* _Reading passage_
[Start of section]

The world famous Tommy Naccarato wrote:
Dan, You are my dear friend and trusted scholar, but I need you to prove that ascertation to me.It can’t be proven. Like I said, it is only unlikely. This is because there are other areas that can make just as strong of a claim. Doesn’t mean golf wasn’t first played at St. Andrews, just that there is no proof that it was.
If one is to believe that golf developed from the game of kolven, then chances are the place were golf was first played was somewhere with active trade with the Netherlands. St. Andrews was a major city in Scotland in the 15th century, with a major port. But Edinburgh, North Berwick and Aberdeen had stronger ties to the Netherlands than St. Andrews.
In the excellent book, Golf: Scotland’s Game by David Hamilton he makes a strong case for golf being two different games. A noble game played out on the links and a commoner game played on city streets, more like street hockey. This would better support the St. Andrews claim, since the University town did bring nobles to it during the winter months. But it also strengthens the claim of Edinburgh (and Leith) because nobles hung out in Scotland’s central city during the winter months.
We will never know where golf first started, so the claim that St. Andres is where golf began cannot be proven or disproved. My point was only that it is unlikely, since it is only one of many claimants.
I have been down this road with you before about the Links Of Pilmour (The Old Course) Don't make me prove it again!

[End of section]

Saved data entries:
[Start of section]

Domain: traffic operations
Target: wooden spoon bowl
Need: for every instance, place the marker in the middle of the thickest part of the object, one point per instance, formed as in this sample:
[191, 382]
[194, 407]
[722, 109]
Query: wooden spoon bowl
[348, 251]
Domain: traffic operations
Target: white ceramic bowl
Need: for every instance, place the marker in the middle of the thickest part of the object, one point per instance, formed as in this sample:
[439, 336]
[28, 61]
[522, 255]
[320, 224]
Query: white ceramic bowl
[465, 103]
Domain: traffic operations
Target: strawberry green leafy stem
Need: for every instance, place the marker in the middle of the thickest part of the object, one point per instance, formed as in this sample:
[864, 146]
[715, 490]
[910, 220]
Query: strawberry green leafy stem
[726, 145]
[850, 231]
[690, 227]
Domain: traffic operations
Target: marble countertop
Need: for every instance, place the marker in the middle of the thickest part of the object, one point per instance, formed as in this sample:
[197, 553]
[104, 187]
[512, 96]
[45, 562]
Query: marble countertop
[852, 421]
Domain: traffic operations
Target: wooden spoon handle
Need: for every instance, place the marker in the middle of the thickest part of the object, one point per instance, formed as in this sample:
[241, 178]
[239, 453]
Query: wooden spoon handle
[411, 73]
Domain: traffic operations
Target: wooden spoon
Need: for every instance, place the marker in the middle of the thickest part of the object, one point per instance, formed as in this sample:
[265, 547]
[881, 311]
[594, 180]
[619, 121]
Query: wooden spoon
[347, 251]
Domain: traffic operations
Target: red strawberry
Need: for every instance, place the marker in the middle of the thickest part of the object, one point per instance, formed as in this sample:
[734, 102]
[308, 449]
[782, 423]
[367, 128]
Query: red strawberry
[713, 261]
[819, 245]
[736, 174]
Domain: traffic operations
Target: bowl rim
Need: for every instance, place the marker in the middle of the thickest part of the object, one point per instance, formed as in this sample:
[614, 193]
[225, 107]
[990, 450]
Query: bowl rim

[End of section]

* _Required action 1_
From the post on golf's origins, return the passage that begins with the words containing "In the excellent" and ends with "of many claimants.".
* _Required action 2_
According to the post on golf's origins, why does the idea of golf as two separate games support the St. Andrews claim?

* _Your response 1_
In the excellent book, Golf: Scotland’s Game by David Hamilton he makes a strong case for golf being two different games. A noble game played out on the links and a commoner game played on city streets, more like street hockey. This would better support the St. Andrews claim, since the University town did bring nobles to it during the winter months. But it also strengthens the claim of Edinburgh (and Leith) because nobles hung out in Scotland’s central city during the winter months.
We will never know where golf first started, so the claim that St. Andres is where golf began cannot be proven or disproved. My point was only that it is unlikely, since it is only one of many claimants.

* _Your response 2_
It supports the claim because one of the two games was a noble game played on the links. St. Andrews was a university town that brought nobles to it during the winter months.